● Work required: Produce the same data once more, line for line.
Records to process below:
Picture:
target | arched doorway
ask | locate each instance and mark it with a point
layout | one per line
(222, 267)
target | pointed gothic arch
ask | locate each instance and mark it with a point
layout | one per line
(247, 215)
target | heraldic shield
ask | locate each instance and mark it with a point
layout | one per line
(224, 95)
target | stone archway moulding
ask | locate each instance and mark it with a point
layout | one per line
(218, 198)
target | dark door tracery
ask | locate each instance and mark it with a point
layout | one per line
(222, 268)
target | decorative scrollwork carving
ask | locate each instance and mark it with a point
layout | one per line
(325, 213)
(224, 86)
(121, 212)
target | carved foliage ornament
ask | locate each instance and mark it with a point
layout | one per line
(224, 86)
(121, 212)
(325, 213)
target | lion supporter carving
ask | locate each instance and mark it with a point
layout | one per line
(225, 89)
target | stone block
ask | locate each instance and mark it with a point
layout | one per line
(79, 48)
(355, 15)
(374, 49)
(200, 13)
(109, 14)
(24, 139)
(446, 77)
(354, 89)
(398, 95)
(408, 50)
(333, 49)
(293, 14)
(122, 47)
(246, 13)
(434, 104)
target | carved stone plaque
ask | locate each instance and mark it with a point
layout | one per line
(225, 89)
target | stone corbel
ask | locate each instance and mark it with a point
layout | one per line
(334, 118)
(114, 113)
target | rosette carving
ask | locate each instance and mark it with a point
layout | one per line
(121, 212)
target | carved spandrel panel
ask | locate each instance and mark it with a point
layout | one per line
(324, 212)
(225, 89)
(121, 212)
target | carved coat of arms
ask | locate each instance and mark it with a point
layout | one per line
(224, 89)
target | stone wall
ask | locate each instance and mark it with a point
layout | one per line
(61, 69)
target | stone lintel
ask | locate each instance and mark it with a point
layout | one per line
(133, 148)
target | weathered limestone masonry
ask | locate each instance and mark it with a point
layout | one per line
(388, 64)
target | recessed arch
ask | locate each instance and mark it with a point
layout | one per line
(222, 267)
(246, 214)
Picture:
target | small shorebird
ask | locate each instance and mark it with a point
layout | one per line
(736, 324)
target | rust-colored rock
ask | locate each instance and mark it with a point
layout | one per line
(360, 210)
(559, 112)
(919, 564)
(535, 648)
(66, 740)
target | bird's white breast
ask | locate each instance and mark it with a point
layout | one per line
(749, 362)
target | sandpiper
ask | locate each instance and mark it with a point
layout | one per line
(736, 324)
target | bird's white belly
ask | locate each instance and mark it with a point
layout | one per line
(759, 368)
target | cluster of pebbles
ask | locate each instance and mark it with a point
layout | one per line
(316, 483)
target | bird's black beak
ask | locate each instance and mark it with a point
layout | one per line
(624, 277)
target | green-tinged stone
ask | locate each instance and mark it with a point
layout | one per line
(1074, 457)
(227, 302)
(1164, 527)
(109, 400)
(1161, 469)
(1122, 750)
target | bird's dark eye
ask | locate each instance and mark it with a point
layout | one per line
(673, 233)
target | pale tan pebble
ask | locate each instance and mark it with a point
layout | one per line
End of Records to process.
● Response below:
Picture:
target | arched doorway
ask | locate each instance and mark it with a point
layout | one per line
(222, 267)
target | pointed gothic arch
ask | locate each instance and mark it with a point
layout | one per line
(247, 215)
target | heraldic shield
ask | locate each instance and mark it with a point
layout | one per line
(224, 95)
target | stone archway moulding
ask | locate each instance and mark it with a point
layout | one per line
(218, 198)
target | dark door tracery
ask | locate each instance and mark it with a point
layout | one per line
(222, 268)
target | decorative scrollwork carving
ask | locate each instance and mark it with a point
layout | one per line
(325, 213)
(224, 86)
(121, 212)
target | carved foliage ornament
ask | locate each instance and mark it with a point
layout | one per line
(224, 86)
(121, 212)
(325, 213)
target | lion supporter carving
ask | locate each instance and mark it with a point
layout | one per line
(225, 89)
target | stone block
ask | locate each instance and mark it with a point
layout | one per line
(79, 48)
(355, 15)
(374, 49)
(200, 13)
(109, 14)
(24, 139)
(446, 77)
(354, 89)
(398, 95)
(408, 50)
(333, 49)
(293, 14)
(122, 47)
(246, 13)
(434, 104)
target | carved stone plaque
ask | locate each instance and mark it with a point
layout | one per line
(225, 89)
target | stone corbel
ask | locate each instance and mark it with a point
layout | one per line
(334, 118)
(114, 113)
target | rosette carving
ask | locate each instance and mark it with a point
layout | one per line
(121, 212)
target | carved spandrel panel
ask | locate each instance and mark it with a point
layout | one per line
(324, 212)
(225, 89)
(121, 212)
target | carved coat of arms
ask | locate each instance and mark it with a point
layout | one per line
(224, 89)
target | stone wall
ask | locate each instance and mark it with a point
layout | one per line
(61, 69)
target | stone lintel
ask | locate each instance and mark it with a point
layout | one per line
(133, 148)
target | weathered limestone masonry
ask | locate each instance and mark it with a point
layout | one per line
(388, 64)
target | recessed arch
ask | locate each instance and mark it with a point
layout | one per line
(222, 267)
(246, 214)
Picture:
target | small shorebird
ask | locate each instance and mark it with a point
layout | one per line
(736, 324)
target | rust-colored rock
ask | locate each instance and mark it with a point
layout | one per line
(360, 210)
(559, 112)
(919, 564)
(535, 648)
(66, 740)
target | bird's white breast
ask | locate each instance and mark it with a point
layout | one per line
(749, 362)
target | sandpiper
ask | locate each instance and mark it with a point
layout | one per line
(736, 324)
target | bird's white belly
ask | locate each instance and mark it with a point
layout | one per line
(759, 368)
target | cluster of pebbles
ask | locate each instance and mark it with a point
layout | one per line
(316, 483)
target | bird's black beak
ask | locate each instance and mark it with a point
layout | one per line
(624, 277)
target | green-tinged stone
ask | locate each instance and mark it with a point
layout | one per line
(1074, 457)
(227, 302)
(1164, 527)
(109, 400)
(1161, 469)
(1122, 750)
target | bird's dark eye
ask | locate each instance and mark it with a point
layout | one per line
(673, 233)
target | pale tan pebble
ask | locate each instance and mark it with a point
layout | one per line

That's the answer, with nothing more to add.